#### Exercise material
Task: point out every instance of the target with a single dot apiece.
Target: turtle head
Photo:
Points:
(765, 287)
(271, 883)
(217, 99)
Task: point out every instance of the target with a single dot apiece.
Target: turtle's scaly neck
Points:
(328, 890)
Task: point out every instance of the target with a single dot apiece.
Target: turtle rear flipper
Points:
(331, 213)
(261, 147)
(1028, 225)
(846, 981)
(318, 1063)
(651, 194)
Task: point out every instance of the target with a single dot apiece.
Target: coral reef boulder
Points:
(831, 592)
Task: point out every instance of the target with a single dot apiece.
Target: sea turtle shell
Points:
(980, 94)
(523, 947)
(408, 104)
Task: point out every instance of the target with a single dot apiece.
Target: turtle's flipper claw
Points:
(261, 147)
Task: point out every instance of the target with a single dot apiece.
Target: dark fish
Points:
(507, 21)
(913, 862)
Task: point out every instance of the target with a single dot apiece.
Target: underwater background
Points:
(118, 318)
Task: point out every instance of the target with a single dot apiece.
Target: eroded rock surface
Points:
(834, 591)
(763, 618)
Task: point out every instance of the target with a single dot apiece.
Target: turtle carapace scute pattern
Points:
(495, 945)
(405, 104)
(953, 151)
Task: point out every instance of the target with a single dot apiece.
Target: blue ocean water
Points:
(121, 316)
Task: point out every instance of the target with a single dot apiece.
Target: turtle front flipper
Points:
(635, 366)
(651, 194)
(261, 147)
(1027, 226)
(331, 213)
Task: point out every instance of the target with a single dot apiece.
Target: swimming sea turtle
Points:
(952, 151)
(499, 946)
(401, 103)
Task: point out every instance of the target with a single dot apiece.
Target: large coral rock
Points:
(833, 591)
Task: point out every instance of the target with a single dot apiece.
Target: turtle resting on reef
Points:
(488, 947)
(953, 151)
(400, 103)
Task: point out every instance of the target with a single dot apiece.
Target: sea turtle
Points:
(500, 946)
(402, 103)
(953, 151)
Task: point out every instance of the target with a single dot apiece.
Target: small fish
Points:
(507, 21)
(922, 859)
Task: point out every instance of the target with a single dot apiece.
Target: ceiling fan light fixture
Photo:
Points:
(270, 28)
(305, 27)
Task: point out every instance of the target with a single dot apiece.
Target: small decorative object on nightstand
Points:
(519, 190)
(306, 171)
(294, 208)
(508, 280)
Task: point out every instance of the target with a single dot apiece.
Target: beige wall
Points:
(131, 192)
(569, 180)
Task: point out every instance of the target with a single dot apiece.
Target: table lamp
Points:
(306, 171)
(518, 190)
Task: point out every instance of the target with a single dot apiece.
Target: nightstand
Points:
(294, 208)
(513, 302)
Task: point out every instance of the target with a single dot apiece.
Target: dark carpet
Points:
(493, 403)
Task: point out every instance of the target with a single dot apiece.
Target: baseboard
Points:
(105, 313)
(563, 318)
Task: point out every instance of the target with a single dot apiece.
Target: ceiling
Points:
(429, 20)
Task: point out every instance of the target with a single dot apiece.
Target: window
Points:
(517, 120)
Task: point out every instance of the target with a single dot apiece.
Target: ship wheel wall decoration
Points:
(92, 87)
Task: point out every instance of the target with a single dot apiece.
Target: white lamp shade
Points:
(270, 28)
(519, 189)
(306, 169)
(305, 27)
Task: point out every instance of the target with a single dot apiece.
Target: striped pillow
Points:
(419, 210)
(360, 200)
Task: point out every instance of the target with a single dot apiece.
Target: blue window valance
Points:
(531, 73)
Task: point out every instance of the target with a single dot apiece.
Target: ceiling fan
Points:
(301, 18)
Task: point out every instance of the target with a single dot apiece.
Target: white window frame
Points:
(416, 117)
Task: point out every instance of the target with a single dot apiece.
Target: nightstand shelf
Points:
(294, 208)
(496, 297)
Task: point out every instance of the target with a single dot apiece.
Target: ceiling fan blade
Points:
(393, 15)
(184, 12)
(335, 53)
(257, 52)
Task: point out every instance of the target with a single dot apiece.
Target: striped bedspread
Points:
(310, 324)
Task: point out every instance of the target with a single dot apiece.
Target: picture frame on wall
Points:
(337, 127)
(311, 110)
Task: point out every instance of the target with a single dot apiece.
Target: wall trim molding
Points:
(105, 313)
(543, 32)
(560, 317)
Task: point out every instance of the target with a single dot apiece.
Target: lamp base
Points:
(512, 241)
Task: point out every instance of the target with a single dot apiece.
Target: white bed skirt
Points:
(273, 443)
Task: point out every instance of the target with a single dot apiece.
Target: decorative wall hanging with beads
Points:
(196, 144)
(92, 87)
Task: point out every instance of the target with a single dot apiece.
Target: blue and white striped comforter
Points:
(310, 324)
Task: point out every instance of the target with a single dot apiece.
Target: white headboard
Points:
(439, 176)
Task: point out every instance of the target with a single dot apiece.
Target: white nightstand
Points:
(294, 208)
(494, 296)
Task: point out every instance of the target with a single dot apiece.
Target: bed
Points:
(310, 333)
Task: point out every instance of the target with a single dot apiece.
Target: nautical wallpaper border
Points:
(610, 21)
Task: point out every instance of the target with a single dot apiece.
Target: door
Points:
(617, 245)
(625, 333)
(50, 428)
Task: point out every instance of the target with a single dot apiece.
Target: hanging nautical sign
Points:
########
## To do
Every line that holds the word "nautical" should be copied from the records.

## Answer for the task
Target: nautical wallpaper border
Target: hanging nautical sign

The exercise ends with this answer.